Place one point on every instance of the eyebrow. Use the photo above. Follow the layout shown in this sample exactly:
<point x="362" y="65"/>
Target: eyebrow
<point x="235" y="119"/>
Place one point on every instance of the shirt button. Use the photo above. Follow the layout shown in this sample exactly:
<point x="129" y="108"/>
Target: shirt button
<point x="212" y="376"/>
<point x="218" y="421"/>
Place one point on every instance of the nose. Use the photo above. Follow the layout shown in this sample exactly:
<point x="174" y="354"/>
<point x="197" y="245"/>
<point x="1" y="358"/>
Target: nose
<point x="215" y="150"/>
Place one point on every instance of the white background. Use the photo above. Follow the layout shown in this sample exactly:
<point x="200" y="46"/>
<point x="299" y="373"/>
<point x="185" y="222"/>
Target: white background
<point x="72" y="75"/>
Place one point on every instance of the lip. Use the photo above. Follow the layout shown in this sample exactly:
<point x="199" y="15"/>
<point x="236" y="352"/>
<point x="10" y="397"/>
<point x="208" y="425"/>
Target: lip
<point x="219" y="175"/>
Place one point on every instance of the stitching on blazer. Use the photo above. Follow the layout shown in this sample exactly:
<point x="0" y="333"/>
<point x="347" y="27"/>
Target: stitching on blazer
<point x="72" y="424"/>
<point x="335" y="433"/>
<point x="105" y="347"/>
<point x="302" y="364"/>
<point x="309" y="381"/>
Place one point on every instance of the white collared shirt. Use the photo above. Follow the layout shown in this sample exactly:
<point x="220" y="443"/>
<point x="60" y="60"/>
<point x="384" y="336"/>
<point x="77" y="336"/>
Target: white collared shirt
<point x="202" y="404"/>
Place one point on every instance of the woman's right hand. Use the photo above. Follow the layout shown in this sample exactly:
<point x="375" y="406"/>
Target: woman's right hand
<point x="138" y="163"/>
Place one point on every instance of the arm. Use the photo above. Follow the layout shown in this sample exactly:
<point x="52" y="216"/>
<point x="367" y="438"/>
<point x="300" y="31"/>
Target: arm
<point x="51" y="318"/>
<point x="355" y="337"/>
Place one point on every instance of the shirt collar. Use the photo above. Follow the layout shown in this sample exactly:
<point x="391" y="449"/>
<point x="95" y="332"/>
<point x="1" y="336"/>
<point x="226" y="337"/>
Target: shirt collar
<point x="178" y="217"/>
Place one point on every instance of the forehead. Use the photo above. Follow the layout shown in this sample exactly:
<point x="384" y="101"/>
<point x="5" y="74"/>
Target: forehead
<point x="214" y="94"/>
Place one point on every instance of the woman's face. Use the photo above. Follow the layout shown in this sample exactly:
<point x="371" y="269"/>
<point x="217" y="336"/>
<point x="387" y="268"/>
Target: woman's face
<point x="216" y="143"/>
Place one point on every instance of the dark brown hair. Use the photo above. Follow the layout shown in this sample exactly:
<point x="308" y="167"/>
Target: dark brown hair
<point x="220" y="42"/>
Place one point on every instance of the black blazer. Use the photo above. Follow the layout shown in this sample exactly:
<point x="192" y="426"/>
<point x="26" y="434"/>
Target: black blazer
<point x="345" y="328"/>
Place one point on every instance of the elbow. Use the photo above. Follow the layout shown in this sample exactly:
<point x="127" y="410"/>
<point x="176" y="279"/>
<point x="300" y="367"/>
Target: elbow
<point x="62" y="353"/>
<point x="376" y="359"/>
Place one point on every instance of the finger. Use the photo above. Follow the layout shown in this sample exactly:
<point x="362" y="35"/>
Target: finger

*****

» SHORT TASK
Please give all the records above as a Markdown table with the columns n and Line. Each non-blank line gets its own row, numbered in order.

» WRITTEN RESPONSE
| n | Line |
|---|---|
| 1 | Place one point on every instance of the eyebrow. Use the photo above. Follow the layout shown in this sample exactly: |
| 2 | <point x="362" y="65"/> |
| 3 | Target: eyebrow |
| 4 | <point x="235" y="119"/> |
| 5 | Place one point on every instance of the shirt button. Use the photo above. Follow the layout shown in this sample exactly: |
| 6 | <point x="129" y="108"/> |
| 7 | Target: shirt button |
| 8 | <point x="212" y="376"/> |
| 9 | <point x="218" y="421"/> |
| 10 | Place one point on every instance of the nose. Use the photo above. Follow the layout shown in this sample exactly: |
| 11 | <point x="174" y="354"/> |
| 12 | <point x="197" y="245"/> |
| 13 | <point x="1" y="358"/> |
| 14 | Target: nose |
| 15 | <point x="215" y="150"/> |
| 16 | Place one point on every instance of the white background. Use the photo above. Follow the layout shown in this sample exactly: |
| 17 | <point x="200" y="46"/> |
| 18 | <point x="299" y="373"/> |
| 19 | <point x="185" y="222"/> |
| 20 | Target: white background |
| 21 | <point x="72" y="75"/> |
| 22 | Place one point on every instance of the lip. Use the photo above. Follow the layout shown in this sample exactly: |
| 23 | <point x="199" y="15"/> |
| 24 | <point x="236" y="352"/> |
| 25 | <point x="10" y="397"/> |
| 26 | <point x="208" y="425"/> |
| 27 | Target: lip |
| 28 | <point x="219" y="175"/> |
| 29 | Place one point on every instance of the stitching on blazer. Use the photo above. Follow the layout shown in this sample exactly: |
| 30 | <point x="0" y="333"/> |
| 31 | <point x="347" y="27"/> |
| 32 | Target: stitching on blazer |
| 33 | <point x="72" y="424"/> |
| 34 | <point x="335" y="433"/> |
| 35 | <point x="105" y="347"/> |
| 36 | <point x="302" y="364"/> |
| 37 | <point x="309" y="381"/> |
| 38 | Place one point on every instance of the white collared shirt. Use the photo above. Follow the layout shown in this sample exactly: |
| 39 | <point x="220" y="443"/> |
| 40 | <point x="60" y="60"/> |
| 41 | <point x="384" y="336"/> |
| 42 | <point x="77" y="336"/> |
| 43 | Target: white collared shirt |
| 44 | <point x="202" y="404"/> |
| 45 | Place one point on every instance of the woman's right hand. Use the photo above. Follow the layout shown in this sample exactly: |
| 46 | <point x="375" y="406"/> |
| 47 | Target: woman's right hand |
| 48 | <point x="138" y="163"/> |
| 49 | Place one point on every instance of the arm. Use the photo above. Follow the layout shown in this sample exactly: |
| 50 | <point x="52" y="216"/> |
| 51 | <point x="367" y="438"/> |
| 52 | <point x="300" y="31"/> |
| 53 | Target: arm |
| 54 | <point x="51" y="318"/> |
| 55 | <point x="355" y="337"/> |
| 56 | Place one point on every instance of the shirt collar. Use the photo above. Follow the layout shown in this sample exactly: |
| 57 | <point x="391" y="449"/> |
| 58 | <point x="95" y="332"/> |
| 59 | <point x="1" y="336"/> |
| 60 | <point x="226" y="337"/> |
| 61 | Target: shirt collar |
| 62 | <point x="178" y="217"/> |
| 63 | Place one point on every instance of the forehead. Use the photo above. Follow the layout shown in this sample exactly: |
| 64 | <point x="384" y="101"/> |
| 65 | <point x="5" y="74"/> |
| 66 | Target: forehead |
| 67 | <point x="214" y="94"/> |
| 68 | Place one point on every instance of the woman's face. Use the photo above. Follow the layout shown in this sample exactly: |
| 69 | <point x="371" y="269"/> |
| 70 | <point x="217" y="336"/> |
| 71 | <point x="387" y="268"/> |
| 72 | Target: woman's face |
| 73 | <point x="216" y="143"/> |
| 74 | Place one point on every instance of the dark brown hair. Use the photo above. Follow the layout shown in this sample exactly: |
| 75 | <point x="308" y="167"/> |
| 76 | Target: dark brown hair |
| 77 | <point x="220" y="42"/> |
| 78 | Place one point on every instance of the black blazer. Use the photo above. Follow the layout shown in this sample exactly: |
| 79 | <point x="192" y="426"/> |
| 80 | <point x="26" y="434"/> |
| 81 | Target: black blazer |
| 82 | <point x="345" y="328"/> |
| 83 | Place one point on every instance of the elbow. Use the photo above. Follow the layout shown in this sample exactly: |
| 84 | <point x="127" y="410"/> |
| 85 | <point x="176" y="279"/> |
| 86 | <point x="300" y="367"/> |
| 87 | Target: elbow |
| 88 | <point x="62" y="353"/> |
| 89 | <point x="376" y="359"/> |
| 90 | Place one point on every instance of the finger. Use the photo above. Follow the layout shown in this sample exactly: |
| 91 | <point x="362" y="35"/> |
| 92 | Target: finger |